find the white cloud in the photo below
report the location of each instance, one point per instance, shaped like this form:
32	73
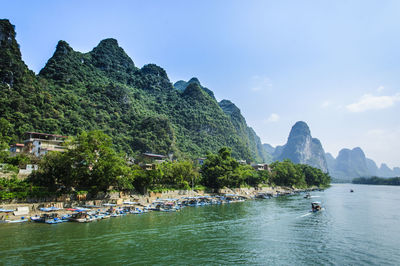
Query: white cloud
326	104
371	102
260	83
273	118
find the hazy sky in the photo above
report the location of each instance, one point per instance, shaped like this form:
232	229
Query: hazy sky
332	64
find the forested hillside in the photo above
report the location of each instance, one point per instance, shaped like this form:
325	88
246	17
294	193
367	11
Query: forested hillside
103	89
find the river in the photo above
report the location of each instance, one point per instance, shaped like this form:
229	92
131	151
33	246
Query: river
354	228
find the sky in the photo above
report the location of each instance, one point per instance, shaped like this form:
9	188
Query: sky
333	64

········

INSTRUCTIONS TO FOLLOW:
Retype the entries word for word. Omit any images.

EXERCISE RESPONSE:
find the white cloud in the photo below
report the location of each instance, one point per instance, shaped like this form:
32	73
Query: white cloud
326	104
371	102
260	83
273	118
find the hazy sky in the photo above
report the location of each instance, one point per instance, shaped like this form:
232	229
Query: hazy sky
332	64
find the forested hillside in the photo above
report the location of each instance, one point per instance, shaped like this form:
325	88
246	17
294	193
367	11
Query: forested hillside
103	89
find the river in the photo above
report the location of each instance, one point per instance, shaped like this form:
229	92
131	151
33	246
Query: river
354	228
find the sky in the photo above
report the location of each instance, one point per instance, shaped like this form:
9	188
Query: sky
333	64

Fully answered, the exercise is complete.